Exercise aim: Drop every picture, then repeat the records exactly.
Segment Start: Material for the task
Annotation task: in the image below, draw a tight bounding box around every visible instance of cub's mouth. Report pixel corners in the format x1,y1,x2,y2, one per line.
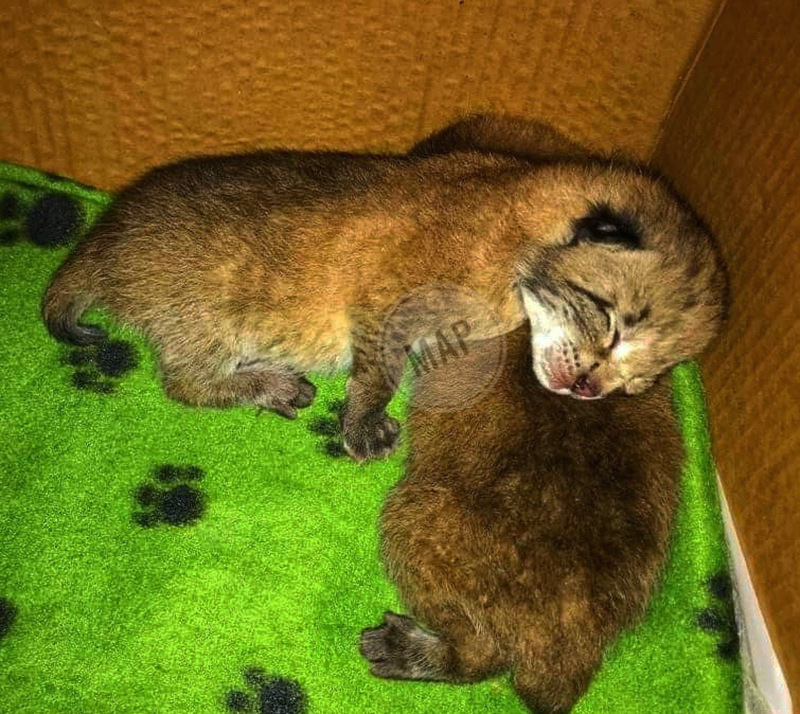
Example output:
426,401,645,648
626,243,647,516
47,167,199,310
532,360,606,400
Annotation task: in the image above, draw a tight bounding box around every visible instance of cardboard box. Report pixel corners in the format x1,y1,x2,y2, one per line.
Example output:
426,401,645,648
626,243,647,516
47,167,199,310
2,0,797,708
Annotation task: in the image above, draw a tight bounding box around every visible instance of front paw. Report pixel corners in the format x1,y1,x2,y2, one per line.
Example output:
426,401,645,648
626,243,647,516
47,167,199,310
624,375,656,395
342,410,400,462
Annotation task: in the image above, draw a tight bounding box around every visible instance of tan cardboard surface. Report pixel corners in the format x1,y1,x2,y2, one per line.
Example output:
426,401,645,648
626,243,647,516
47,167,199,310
1,0,715,189
5,0,797,701
654,0,800,702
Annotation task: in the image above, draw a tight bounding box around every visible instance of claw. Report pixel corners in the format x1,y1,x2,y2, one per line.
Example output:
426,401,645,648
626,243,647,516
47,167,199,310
342,412,401,462
271,401,298,420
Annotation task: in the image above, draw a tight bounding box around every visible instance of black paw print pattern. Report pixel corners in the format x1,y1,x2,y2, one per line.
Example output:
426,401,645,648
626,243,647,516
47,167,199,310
226,667,307,714
0,598,17,641
0,192,21,245
62,339,138,394
696,572,740,662
0,190,83,248
134,465,206,527
307,399,346,458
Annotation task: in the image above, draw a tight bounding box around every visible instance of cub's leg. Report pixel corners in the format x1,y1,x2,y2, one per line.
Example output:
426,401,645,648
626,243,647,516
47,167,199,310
160,349,316,419
360,611,505,683
511,647,603,714
341,319,407,461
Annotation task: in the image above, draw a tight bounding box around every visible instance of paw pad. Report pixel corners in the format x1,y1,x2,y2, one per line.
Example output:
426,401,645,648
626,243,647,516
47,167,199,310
26,193,82,247
0,598,17,640
62,339,138,394
133,464,206,527
0,190,83,248
696,572,739,661
0,192,22,244
0,193,19,220
307,400,346,458
226,667,306,714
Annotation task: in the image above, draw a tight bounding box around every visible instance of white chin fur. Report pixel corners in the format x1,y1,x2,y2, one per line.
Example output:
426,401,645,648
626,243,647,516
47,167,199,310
532,358,571,396
569,391,604,401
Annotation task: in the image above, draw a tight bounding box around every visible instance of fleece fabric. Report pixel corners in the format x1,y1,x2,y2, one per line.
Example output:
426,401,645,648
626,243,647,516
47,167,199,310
0,163,741,713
Segment End: Material for the task
Answer to the problem:
Annotation task: in the image below, draw a tight bounding box around every visible instance of cub's mouth. Report pixel corners in the format x1,y1,x2,y2, one per line.
Example output:
426,401,645,648
626,243,647,516
47,167,199,310
532,360,606,400
Annotation task: in the image above, draw a tight bounding box around every visible instance of cardboard box. Report pixel corners in the format x1,y1,x2,y2, one per line.
Example output:
426,401,645,648
626,243,647,516
47,167,199,310
2,0,797,708
Annotation task: in the image above, draw a tight bounding box around every visible instance of front paw. Report pixel corners in the format x1,y1,x2,y2, one per line.
Example output:
426,401,645,648
626,243,647,516
47,167,199,310
624,375,656,395
342,410,400,462
Annotation task: in the image above, draw a tight bounding box around every visible instance of tan cardboard surface. Report pixel corners in the format x1,y1,x2,y2, one per line.
Example output:
426,401,645,648
626,243,647,516
47,167,199,310
1,0,715,189
5,0,797,701
654,0,800,702
Annotation task: in the image above, draw a tight bounding box around every visible instance of claw. Report pixel corners in the format x1,y1,x2,y2, one per line.
Example output:
426,401,645,648
626,243,647,516
47,167,199,310
342,412,401,462
271,401,298,420
Annotation task: in the image above, draw a tight bounding box around every visible instance of black paw print pattern. Report pixel corners in the format x1,y1,x2,y2, one per line.
Example output:
426,401,645,648
626,243,647,516
47,167,199,310
226,667,307,714
0,598,17,641
0,192,21,245
62,339,138,394
696,572,740,662
0,190,83,248
134,465,206,527
307,399,346,458
Annotation task: in the image above, draw a tight bounding box around every visible instance of cub's leg. Report pixel corners in the format x1,y1,x2,y2, one per line.
Example output:
426,401,645,648
626,243,647,516
47,167,199,310
160,349,316,419
360,611,505,683
511,647,603,714
341,319,407,461
Annotation task: in the image above, draw a tight bounding box around every visible instance of paw pad. Report pixel corners in the format x1,y1,x2,y2, one per line.
Example output:
426,401,645,648
626,243,647,516
47,167,199,310
26,193,82,247
0,598,17,640
62,339,138,394
133,464,206,527
0,190,83,248
696,572,739,661
0,192,22,244
0,193,19,220
307,400,346,458
226,667,306,714
Annotation task: in the image above, draw a tight bounding box around every visible instance of white chin fur. Report pixel corners in the format x1,y1,x2,y2, one per line.
Example output:
426,401,645,648
626,243,647,516
47,167,199,310
532,358,571,396
569,391,604,401
Annotation task: in the image above, draw a tight bounding box around every visible instance of fleece fabric. Report pixel corners in the format x1,y1,x2,y2, one per line.
Example output:
426,401,645,648
626,243,647,516
47,167,199,310
0,163,741,713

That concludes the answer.